From the line that holds "Practice. Put a pin on the wet" to the last line of the data, copy everything exactly; leave out all the rest.
[Start of Attachment]
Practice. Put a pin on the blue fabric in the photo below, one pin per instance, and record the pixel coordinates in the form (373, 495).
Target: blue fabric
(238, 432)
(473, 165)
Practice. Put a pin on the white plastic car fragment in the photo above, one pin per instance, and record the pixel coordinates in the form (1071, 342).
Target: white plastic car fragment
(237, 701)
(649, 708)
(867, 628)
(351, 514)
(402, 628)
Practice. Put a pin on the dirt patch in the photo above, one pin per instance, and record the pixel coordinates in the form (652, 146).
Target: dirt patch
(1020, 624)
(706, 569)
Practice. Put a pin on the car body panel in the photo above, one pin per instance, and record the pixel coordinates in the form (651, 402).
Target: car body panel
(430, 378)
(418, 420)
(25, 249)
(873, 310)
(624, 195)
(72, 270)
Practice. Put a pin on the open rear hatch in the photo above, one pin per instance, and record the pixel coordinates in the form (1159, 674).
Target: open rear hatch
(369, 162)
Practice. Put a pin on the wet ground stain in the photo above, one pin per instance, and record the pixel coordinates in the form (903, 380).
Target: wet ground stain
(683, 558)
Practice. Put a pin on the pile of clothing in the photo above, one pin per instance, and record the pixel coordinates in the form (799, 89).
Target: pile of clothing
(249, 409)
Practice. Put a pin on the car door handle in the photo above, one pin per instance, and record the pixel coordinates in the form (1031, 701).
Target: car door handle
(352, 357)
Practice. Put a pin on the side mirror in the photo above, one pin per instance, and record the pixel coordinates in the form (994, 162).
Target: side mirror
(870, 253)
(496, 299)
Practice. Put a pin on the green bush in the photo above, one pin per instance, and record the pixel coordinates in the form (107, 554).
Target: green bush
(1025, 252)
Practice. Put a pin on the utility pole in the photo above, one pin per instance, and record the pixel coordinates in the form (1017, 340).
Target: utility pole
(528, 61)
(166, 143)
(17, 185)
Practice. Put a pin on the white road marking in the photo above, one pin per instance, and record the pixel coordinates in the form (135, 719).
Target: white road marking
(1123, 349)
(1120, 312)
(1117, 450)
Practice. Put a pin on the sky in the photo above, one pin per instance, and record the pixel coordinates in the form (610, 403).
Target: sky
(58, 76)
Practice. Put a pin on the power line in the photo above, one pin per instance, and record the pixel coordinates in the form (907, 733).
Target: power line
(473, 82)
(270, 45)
[End of Attachment]
◆ Result ◆
Practice. Put a pin on the wet ground stain in the photo above, one pin per instance, and record the pixel coordinates in the form (903, 380).
Target: wet ground stain
(683, 558)
Practice. Put a pin on the pile of clothing in the photo above, one pin per instance, and record the pixel coordinates in the form (799, 89).
Target: pile of clothing
(249, 409)
Practice. Put a pin on the car door handle in the photo above, one pin per instance, and record the pixel coordinates in the form (1031, 701).
Target: car door handle
(352, 357)
Practice. Put a pin on the side mirror in the photo above, one pin per instance, and record the pixel coordinates in the form (994, 162).
Target: side mirror
(870, 253)
(496, 299)
Practice. Put a pin on the green bush in the photo above, one pin per instance, and record the pixel coordinates in the form (107, 554).
Target: green bush
(1025, 252)
Practice. Put a pin on the utility pole in the photo above, one pin per instance, and record the pixel coordinates in the form (1017, 340).
Target: utility pole
(528, 61)
(166, 143)
(17, 185)
Practice. Put a pin on the white road marking in the photo above, one pin per instance, and record the pixel coordinates in the form (135, 719).
Target: white road marking
(1123, 349)
(1120, 312)
(1117, 450)
Practice. Put a pin on the sky in the photo above, one pin per instance, and record the pixel coordinates in the form (610, 403).
Target: sky
(58, 76)
Practice. Put a pin on the power line in the photo above, one pin per instance, and record the pixel coordinates in the form (907, 733).
Target: power line
(473, 82)
(270, 45)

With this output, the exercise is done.